* Fragmento original *
==========

En toda la historia de la humanidad, el capitalismo es el único
sistema que responde: Sí.
El capitalismo es un sistema social basado en el reconocimiento
de los derechos individuales, incluso el derecho de propiedad, en
el que toda propiedad es poseída individualmente.
El reconocimiento de los derechos individuales lleva consigo la
exclusión de la fuerza física de las relaciones humanas. Básicamente,
los derechos sólo pueden ser violados por medio de la fuerza. En
una sociedad capitalista, ningún hombre ni ningún grupo puede iniciar
el uso de la fuerza física contra los demás La única función del
gobierno en esta sociedad es la tarea de proteger los derechos del
hombre, es decir, la tarea de protegerlo de la fuerza física. El
gobierno actúa como agente del derecho de defensa del hombre y puede
usar la fuerza sólo en represalia y sólo contra aquellos que inicien
su uso. Así, el gobierno es el medio para colocar el uso en represalia
de la fuerza bajo control objetivo.
Es el hecho metafísico básico de la naturaleza del hombre, de la
relación entre su supervivencia y el uso de su razón, lo que el
capitalismo reconoce y protege.
En una sociedad capitalista, todas las relaciones humanas son voluntarias.
Los hombres son libres de cooperar o no, de tratar con otro o no
tratar, según les dicte su propio juicio individual, sus convicciones
y sus intereses. Pueden tratar entre sí sólo en términos y por medio
de la razón, esto es, por medio de la discusión, la persuasión y
el pacto voluntario por libre elección para beneficio mutuo. El
derecho de consentir con otros no es problema en ninguna sociedad;
lo que es crucial es el derecho de disentir. La institución de la
propiedad privada protege y pone en práctica el derecho de disentir,
y así deja abierto el camino para el más valioso atributo del hombre
(valioso, personal, social y objetivamente): la mente creadora.
Esta es la diferencia radical entre el capitalismo y el colectivismo.

==========

* Ejercicio escrito 1 *
Indica si cada afirmación coincide con el fragmento sobre el capitalismo y cita las palabras exactas que lo deciden: (a) el gobierno puede usar la fuerza sólo en represalia; (b) lo crucial en toda sociedad es el derecho de consentir con otros; (c) en una sociedad capitalista la propiedad es poseída colectivamente.

* Entradas sin procesar *
==========

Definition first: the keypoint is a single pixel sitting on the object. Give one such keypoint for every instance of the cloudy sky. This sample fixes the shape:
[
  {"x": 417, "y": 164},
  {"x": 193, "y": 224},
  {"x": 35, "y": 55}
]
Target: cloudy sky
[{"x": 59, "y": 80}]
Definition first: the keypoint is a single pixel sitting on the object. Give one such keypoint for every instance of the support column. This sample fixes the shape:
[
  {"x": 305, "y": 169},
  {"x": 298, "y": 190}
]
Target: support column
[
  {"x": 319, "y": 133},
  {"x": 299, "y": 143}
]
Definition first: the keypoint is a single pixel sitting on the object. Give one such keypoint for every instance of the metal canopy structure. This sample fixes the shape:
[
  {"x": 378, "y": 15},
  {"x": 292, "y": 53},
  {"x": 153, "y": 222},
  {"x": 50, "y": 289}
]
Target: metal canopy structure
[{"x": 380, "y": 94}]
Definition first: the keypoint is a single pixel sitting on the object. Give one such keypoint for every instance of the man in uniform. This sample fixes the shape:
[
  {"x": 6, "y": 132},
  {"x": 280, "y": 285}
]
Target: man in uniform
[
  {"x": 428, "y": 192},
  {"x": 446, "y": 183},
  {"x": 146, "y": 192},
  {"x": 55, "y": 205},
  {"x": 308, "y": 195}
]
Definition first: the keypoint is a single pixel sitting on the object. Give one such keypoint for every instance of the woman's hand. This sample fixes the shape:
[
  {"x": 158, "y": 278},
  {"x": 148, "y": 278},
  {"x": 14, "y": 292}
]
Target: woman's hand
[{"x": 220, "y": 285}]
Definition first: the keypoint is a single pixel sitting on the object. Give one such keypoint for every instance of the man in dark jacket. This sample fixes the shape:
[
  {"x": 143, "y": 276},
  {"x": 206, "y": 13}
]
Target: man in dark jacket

==========

* Ejercicio escrito 2 *
Reproduce al pie de la letra el tramo de las entradas que comienza con la línea que contiene "in dark jacket." y llega hasta el final de las entradas, con ambos extremos incluidos.

* Resultado correcto 1 *
(a) Sí: «puede usar la fuerza sólo en represalia y sólo contra aquellos que inicien su uso».
(b) No: «El derecho de consentir con otros no es problema en ninguna sociedad; lo que es crucial es el derecho de disentir».
(c) No: «toda propiedad es poseída individualmente».

* Resultado correcto 2 *
Definition first: the keypoint is a single pixel sitting on the object. Give one such keypoint for every instance of the man in dark jacket. This sample fixes the shape:
[
  {"x": 143, "y": 276},
  {"x": 206, "y": 13}
]
Target: man in dark jacket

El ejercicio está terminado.